*** The data

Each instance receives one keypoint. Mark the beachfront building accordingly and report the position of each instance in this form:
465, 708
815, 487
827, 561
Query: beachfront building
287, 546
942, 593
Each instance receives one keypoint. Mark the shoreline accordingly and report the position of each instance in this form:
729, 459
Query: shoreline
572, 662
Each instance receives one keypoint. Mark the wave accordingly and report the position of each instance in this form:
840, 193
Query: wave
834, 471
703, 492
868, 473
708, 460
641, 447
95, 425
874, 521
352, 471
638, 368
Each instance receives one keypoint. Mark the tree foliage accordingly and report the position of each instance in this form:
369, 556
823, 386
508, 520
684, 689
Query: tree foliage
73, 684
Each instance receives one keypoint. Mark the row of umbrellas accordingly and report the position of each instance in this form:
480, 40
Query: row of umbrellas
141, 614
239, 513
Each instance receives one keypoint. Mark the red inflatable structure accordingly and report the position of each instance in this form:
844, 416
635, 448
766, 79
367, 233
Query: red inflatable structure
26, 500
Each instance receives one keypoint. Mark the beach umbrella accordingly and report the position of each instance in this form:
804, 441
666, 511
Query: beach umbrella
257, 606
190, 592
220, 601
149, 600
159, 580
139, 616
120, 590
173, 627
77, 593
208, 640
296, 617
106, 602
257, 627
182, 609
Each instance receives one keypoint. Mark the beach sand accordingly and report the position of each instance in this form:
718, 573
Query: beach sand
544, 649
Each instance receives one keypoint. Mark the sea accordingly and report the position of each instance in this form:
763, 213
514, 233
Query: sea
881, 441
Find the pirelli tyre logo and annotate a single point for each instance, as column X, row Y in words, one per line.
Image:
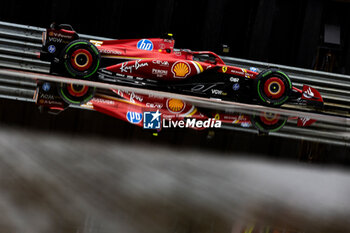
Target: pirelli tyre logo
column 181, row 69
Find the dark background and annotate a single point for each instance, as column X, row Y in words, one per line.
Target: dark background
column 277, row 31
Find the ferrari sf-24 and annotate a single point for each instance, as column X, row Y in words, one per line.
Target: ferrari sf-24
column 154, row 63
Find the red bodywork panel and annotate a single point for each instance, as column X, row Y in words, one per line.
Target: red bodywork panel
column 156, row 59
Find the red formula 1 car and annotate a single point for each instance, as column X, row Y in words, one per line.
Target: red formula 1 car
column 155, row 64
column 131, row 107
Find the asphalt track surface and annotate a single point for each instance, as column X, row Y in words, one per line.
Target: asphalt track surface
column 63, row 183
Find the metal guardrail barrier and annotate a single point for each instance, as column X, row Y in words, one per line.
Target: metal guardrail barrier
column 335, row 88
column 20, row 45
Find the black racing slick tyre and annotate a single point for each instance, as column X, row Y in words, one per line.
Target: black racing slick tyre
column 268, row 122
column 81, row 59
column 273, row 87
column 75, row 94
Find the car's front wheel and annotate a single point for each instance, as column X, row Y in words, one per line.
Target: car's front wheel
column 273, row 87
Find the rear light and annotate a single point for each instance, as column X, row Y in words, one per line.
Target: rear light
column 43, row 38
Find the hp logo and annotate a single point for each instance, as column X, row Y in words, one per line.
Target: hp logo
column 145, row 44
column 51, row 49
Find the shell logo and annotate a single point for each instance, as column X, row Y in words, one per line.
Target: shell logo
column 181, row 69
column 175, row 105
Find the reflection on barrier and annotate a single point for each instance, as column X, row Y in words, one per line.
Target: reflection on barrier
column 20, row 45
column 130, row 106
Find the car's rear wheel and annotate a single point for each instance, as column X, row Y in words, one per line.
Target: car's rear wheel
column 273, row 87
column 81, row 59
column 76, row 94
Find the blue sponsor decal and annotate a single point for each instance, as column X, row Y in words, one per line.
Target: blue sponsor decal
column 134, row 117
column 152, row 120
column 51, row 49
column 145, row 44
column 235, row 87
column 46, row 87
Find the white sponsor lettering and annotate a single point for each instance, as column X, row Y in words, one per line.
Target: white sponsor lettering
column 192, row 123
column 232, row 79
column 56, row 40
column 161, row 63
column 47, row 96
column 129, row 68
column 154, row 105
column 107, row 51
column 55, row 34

******

Exercise brief ::
Reproduce the rows starting at the line containing "Find the red bodywork" and ending at the line containing "column 131, row 107", substituting "body panel" for "bodywork panel" throughout and leaving everything else unchanged.

Result of the exercise ::
Find the red body panel and annotate a single point for each instance, as column X, row Y in words, one per line.
Target: red body panel
column 156, row 59
Find the red formula 1 car and annotate a single point for each instance, as column X, row Y in words, one per line.
Target: red formula 1 car
column 155, row 64
column 131, row 107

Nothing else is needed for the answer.